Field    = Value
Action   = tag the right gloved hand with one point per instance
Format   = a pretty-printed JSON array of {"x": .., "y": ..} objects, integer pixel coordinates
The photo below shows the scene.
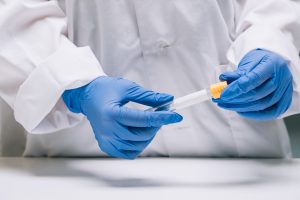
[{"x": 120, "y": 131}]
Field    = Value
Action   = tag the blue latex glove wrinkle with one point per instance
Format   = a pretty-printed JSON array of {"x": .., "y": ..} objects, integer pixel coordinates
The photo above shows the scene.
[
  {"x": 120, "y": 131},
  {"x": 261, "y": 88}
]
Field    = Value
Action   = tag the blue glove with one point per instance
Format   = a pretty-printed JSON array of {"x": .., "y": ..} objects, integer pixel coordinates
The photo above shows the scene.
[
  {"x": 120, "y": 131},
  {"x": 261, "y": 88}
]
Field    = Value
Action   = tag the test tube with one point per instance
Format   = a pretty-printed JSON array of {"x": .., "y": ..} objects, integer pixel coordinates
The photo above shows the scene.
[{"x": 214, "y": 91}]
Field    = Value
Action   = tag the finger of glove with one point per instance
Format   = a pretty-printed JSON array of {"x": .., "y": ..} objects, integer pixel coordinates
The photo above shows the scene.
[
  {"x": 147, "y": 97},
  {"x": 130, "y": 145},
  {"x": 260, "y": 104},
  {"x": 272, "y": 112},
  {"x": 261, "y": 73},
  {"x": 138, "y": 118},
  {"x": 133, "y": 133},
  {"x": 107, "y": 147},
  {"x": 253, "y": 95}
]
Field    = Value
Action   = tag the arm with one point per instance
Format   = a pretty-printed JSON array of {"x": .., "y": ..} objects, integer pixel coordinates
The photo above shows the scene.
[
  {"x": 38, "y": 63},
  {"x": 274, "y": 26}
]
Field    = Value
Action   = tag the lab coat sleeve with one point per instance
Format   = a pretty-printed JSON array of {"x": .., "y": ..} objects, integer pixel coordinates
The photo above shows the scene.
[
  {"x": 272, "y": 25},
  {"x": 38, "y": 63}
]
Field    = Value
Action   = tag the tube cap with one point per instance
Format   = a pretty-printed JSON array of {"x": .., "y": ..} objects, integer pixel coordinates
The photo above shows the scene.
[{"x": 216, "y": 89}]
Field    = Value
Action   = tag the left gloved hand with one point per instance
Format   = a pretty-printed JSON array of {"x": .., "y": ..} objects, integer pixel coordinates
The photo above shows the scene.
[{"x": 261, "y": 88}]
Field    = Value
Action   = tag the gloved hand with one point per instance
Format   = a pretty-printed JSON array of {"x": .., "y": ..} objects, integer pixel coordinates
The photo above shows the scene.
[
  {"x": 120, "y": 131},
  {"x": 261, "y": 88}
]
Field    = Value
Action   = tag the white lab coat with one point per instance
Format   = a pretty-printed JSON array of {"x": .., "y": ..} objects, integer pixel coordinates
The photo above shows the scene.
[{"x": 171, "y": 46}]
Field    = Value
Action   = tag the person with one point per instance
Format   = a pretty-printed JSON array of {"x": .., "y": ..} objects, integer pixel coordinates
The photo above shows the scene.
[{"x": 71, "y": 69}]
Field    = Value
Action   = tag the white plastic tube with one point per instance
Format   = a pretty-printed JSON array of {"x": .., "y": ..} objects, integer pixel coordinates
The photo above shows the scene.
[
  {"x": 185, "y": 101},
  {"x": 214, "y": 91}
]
* * * * *
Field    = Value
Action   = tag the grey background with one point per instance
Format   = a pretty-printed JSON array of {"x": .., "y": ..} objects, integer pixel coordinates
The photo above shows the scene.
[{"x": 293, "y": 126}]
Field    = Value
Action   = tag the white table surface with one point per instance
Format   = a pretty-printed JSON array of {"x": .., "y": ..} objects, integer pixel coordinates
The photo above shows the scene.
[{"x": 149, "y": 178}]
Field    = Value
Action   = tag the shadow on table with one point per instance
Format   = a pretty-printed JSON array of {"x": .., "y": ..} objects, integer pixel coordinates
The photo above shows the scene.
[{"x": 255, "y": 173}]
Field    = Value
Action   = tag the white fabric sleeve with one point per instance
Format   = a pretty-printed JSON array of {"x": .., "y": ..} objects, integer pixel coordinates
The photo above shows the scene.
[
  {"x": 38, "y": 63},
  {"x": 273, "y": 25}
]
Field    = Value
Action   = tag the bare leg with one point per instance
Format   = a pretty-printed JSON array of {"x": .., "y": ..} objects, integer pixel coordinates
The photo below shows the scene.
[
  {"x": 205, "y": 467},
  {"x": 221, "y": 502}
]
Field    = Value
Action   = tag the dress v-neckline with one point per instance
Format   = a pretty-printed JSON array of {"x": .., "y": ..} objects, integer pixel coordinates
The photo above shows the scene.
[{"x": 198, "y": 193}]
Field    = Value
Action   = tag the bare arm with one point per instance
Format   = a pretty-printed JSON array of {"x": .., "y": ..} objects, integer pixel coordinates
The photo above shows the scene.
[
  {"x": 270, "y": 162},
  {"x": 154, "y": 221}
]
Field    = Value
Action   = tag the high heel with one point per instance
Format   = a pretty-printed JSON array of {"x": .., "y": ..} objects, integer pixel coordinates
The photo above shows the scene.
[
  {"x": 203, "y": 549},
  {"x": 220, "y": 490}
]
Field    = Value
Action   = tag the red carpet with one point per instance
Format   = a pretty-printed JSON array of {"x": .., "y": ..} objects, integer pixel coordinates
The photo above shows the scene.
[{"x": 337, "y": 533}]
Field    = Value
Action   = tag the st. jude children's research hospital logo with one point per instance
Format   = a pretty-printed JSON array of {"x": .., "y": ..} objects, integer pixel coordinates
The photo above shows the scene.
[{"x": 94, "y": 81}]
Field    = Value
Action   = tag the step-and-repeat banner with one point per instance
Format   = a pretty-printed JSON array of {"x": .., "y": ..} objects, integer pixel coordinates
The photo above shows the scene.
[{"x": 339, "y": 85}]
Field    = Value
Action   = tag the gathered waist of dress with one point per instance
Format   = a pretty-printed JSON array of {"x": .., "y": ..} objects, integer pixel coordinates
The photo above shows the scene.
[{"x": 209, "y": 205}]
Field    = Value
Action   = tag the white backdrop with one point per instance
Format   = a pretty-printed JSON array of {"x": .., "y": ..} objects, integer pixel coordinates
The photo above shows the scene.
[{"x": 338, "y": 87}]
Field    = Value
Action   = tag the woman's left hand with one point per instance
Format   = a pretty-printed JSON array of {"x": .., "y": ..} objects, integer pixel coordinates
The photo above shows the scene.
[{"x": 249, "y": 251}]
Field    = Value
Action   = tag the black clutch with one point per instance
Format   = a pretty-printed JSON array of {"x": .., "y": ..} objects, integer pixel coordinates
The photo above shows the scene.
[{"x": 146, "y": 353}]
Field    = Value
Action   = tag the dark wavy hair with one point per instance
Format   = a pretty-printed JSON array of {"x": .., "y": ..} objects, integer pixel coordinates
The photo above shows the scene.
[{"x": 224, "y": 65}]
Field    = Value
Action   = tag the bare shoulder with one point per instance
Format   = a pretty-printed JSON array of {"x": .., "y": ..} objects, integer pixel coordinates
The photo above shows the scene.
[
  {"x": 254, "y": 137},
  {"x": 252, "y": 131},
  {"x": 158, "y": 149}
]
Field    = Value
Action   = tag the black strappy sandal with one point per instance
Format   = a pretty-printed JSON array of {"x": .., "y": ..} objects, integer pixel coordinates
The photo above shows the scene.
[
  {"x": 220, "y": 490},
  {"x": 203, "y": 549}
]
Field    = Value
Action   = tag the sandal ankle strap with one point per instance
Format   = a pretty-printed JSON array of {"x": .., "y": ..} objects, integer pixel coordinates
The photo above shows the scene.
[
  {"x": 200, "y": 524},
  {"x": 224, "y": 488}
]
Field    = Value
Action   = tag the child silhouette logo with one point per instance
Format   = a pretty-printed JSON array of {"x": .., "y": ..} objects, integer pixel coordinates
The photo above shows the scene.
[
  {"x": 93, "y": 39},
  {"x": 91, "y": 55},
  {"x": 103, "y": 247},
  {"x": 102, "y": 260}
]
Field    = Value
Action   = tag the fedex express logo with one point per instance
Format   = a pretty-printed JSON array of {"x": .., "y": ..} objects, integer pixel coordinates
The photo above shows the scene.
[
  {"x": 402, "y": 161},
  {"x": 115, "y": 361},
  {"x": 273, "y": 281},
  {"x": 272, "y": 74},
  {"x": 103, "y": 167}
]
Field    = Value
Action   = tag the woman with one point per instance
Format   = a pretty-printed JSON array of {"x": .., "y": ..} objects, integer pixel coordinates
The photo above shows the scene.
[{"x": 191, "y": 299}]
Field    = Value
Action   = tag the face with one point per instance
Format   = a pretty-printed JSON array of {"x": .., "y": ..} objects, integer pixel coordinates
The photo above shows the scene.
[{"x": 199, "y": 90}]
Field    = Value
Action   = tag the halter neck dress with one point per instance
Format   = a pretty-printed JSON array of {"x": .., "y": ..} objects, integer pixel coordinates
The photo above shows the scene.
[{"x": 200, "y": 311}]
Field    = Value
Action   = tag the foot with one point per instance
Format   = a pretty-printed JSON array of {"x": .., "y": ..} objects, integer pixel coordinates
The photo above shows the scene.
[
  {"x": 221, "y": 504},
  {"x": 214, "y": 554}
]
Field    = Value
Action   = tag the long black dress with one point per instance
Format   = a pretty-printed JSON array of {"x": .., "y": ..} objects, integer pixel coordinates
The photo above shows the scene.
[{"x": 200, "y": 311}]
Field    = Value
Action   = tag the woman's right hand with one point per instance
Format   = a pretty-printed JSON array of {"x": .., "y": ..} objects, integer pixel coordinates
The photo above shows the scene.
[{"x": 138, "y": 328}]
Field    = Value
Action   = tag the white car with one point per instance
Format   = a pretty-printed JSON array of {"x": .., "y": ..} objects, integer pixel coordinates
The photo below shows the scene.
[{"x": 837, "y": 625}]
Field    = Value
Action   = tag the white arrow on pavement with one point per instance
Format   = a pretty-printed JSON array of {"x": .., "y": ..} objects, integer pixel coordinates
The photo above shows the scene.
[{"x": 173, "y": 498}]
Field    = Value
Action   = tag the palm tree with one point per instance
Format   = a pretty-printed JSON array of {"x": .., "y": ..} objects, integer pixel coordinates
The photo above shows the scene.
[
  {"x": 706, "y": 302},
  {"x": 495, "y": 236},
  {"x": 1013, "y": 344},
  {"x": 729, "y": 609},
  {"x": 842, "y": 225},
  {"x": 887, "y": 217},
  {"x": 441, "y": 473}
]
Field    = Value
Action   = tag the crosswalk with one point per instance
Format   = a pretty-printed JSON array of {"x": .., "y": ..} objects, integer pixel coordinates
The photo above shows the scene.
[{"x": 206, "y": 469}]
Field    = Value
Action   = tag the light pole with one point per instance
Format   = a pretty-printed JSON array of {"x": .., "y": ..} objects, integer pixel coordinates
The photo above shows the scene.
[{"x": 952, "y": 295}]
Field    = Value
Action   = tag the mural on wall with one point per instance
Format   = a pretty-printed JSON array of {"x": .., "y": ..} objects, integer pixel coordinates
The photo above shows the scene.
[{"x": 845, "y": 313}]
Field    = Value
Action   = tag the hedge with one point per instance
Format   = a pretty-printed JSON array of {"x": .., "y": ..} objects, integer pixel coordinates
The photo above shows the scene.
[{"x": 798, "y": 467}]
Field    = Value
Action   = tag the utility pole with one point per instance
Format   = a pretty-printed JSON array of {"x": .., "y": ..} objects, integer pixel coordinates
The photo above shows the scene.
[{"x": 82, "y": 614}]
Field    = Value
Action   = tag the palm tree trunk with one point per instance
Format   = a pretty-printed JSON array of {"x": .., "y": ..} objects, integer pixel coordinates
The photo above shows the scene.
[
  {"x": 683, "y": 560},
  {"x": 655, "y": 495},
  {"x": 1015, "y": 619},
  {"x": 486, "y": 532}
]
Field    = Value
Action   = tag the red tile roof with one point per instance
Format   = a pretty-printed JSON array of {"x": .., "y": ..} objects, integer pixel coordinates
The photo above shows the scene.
* * * * *
Wähle alle Zeilen der Daten oben aus, in denen das Wort „coat“ vorkommt.

LÖSUNG DER AUFGABE:
Action   = tag the lab coat sleeve with one point per instance
Action   = tag the white lab coat with one point per instance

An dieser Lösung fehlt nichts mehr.